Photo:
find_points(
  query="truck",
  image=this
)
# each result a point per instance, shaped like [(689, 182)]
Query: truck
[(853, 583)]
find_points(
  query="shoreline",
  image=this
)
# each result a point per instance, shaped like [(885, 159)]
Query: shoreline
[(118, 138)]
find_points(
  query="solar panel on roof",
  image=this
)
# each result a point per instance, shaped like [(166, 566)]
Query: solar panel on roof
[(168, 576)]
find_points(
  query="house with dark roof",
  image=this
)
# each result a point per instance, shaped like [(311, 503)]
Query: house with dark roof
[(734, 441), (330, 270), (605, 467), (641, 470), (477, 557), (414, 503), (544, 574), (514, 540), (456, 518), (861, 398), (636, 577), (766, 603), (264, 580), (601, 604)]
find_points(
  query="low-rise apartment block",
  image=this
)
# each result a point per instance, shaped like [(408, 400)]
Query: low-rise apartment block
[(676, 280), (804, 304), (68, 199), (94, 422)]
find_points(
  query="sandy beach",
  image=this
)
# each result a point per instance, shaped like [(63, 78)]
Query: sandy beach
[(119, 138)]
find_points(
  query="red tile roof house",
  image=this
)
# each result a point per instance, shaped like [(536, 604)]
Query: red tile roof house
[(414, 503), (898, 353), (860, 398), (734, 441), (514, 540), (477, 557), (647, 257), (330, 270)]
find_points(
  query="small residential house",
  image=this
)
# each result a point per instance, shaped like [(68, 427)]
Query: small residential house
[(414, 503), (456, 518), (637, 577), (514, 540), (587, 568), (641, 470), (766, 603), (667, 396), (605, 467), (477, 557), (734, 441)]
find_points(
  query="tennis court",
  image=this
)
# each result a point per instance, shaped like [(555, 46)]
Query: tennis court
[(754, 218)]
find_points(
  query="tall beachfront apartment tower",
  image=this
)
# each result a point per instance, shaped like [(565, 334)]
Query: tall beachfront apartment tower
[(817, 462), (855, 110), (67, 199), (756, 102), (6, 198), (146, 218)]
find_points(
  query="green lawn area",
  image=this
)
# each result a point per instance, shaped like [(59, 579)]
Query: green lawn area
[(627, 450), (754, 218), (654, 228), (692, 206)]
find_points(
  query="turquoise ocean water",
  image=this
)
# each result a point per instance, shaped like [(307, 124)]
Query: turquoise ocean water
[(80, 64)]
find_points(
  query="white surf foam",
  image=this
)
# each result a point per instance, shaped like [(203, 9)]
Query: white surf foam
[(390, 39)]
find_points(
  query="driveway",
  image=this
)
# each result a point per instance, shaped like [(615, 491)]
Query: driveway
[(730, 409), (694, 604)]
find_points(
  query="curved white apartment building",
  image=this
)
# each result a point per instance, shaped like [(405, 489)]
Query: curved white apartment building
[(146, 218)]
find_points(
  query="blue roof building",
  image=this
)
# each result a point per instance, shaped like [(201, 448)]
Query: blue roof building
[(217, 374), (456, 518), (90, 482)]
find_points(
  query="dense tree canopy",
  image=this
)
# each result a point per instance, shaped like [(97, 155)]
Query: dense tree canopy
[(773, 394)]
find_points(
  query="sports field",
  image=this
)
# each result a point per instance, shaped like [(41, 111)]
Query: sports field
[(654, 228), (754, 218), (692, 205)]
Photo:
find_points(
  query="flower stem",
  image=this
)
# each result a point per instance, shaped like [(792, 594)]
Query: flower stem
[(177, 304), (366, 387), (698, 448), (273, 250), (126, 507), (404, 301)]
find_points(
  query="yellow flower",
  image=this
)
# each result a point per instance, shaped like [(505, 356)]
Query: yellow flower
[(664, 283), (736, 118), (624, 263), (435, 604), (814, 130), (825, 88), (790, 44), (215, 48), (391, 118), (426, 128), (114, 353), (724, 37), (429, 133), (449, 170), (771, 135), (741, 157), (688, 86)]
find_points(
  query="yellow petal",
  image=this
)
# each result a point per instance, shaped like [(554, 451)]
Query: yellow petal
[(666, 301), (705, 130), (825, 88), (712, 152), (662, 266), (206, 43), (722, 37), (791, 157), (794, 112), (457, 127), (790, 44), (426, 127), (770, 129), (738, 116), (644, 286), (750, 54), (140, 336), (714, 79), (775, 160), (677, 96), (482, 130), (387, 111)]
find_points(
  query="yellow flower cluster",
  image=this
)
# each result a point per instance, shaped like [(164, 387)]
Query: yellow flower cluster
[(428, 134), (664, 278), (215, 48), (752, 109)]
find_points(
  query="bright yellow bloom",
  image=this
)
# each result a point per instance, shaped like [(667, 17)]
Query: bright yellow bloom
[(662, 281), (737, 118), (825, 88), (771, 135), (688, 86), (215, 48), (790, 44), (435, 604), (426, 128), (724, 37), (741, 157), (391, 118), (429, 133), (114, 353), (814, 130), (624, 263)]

========

[WORK ORDER]
Retype the whole listing above exactly.

[RESPONSE BELOW]
Photo:
find_points(
  query="truck",
  image=this
)
# each result a point per instance, shaped like [(689, 182)]
Query: truck
[(853, 583)]
find_points(
  query="shoreline",
  image=this
)
# each result a point per instance, shaped like [(885, 159)]
Query: shoreline
[(118, 138)]
find_points(
  query="solar panel on roof",
  image=this
)
# each result a point per instance, shaped like [(166, 566)]
Query: solar panel on roof
[(168, 576)]
find_points(
  query="house with dark roof",
  image=this
)
# each result a point per instance, shaped like [(311, 503)]
Query: house with dark roof
[(734, 441), (330, 270), (605, 467), (641, 470), (477, 557), (414, 503), (544, 574), (514, 540), (456, 518), (861, 398), (636, 577), (766, 603), (264, 580), (601, 604)]
find_points(
  query="low-rise apartment block",
  image=this
)
# each result a point per instance, shaped like [(408, 400)]
Query: low-rise apartment block
[(676, 280), (804, 304), (68, 199), (94, 422)]
find_points(
  query="sandy beach",
  image=this
)
# each result a point per instance, shaped like [(63, 78)]
Query: sandy beach
[(119, 138)]
find_points(
  query="red tile roof house",
  image=this
)
# each result a point per instance, shaped like [(536, 604)]
Query: red tile roof house
[(414, 503), (898, 353), (860, 398), (734, 441), (514, 540), (477, 557), (647, 257), (330, 270)]
find_points(
  query="small residential house",
  image=this
)
# each result a point per instance, shaped like [(68, 427)]
Query: small residential house
[(414, 503), (456, 518), (637, 577), (514, 540), (587, 568), (641, 470), (766, 603), (667, 396), (605, 467), (477, 557), (734, 441)]
find_points(
  query="tennis court",
  image=this
)
# each result a point per instance, shaped like [(555, 46)]
Query: tennis court
[(754, 218)]
find_points(
  query="tall beachfront apartment tower",
  image=this
)
# each result a point per instance, shaped like [(565, 334)]
Query: tall beachfront apartment tower
[(817, 462), (855, 110), (67, 199), (756, 102), (6, 198), (146, 218)]
find_points(
  query="green lawn area",
  image=this
)
# each result a point per instance, shaped like [(59, 579)]
Query: green lawn area
[(627, 450), (754, 218), (654, 228), (692, 206)]
find_points(
  query="turquoise ocean water",
  image=this
)
# each result a point per instance, shaped like [(307, 124)]
Query: turquoise ocean water
[(80, 64)]
find_points(
  query="white surf foam",
  image=this
)
# each result a point per instance, shaped like [(203, 9)]
Query: white surf foam
[(390, 39)]
find_points(
  query="driveway",
  image=this
)
# each result a point per instance, shaped like [(615, 491)]
Query: driveway
[(730, 409), (694, 604)]
find_points(
  query="curved white apartment building",
  image=this
)
# each result a point per instance, shaped like [(405, 489)]
Query: curved white apartment building
[(146, 218)]
find_points(
  query="blue roof building",
  image=this
)
# each result a point per instance, shaped like [(201, 448)]
Query: blue roof building
[(217, 374), (456, 518), (90, 482)]
find_points(
  query="dense tree canopy",
  image=this
)
# each result a point per instance, shaped like [(97, 155)]
Query: dense tree canopy
[(773, 394)]
find_points(
  query="sports field",
  image=this
)
# each result a point per instance, shaped like [(41, 111)]
Query: sports field
[(654, 228), (754, 218), (692, 205)]
Photo:
find_points(
  query="flower stem",
  image=this
)
# each result a point per instance, shaped like [(792, 594)]
Query: flower stem
[(177, 304), (366, 387), (698, 448), (273, 250), (126, 507), (404, 301)]
find_points(
  query="yellow flower",
  image=this
)
# each result a point per instance, shaped like [(505, 356)]
Query: yellow flower
[(664, 283), (736, 118), (624, 263), (435, 604), (814, 130), (825, 88), (790, 44), (215, 48), (391, 118), (426, 128), (114, 353), (724, 37), (429, 133), (449, 170), (771, 135), (741, 157), (688, 86)]
find_points(
  query="yellow petal",
  image=this
)
# each result a point per instance, shaped like [(554, 451)]
Query: yellow petal
[(666, 301), (705, 130), (825, 88), (712, 152), (662, 266), (206, 43), (722, 37), (791, 157), (794, 112), (457, 127), (790, 44), (426, 127), (770, 129), (738, 116), (644, 286), (750, 54), (140, 336), (714, 79), (775, 160), (677, 96), (482, 130), (387, 111)]
find_points(
  query="yellow flower cluster",
  image=this
)
# each result a point per instance, shaped like [(164, 387)]
Query: yellow flower cluster
[(428, 134), (664, 278), (215, 48), (752, 109)]
find_points(
  query="bright yellow bloom",
  image=this
)
# each result a point per instance, shaped like [(667, 17)]
Query: bright yellow bloom
[(662, 281), (737, 118), (825, 88), (771, 135), (688, 86), (215, 48), (790, 44), (435, 604), (426, 128), (724, 37), (741, 157), (391, 118), (429, 133), (114, 353), (814, 130), (624, 263)]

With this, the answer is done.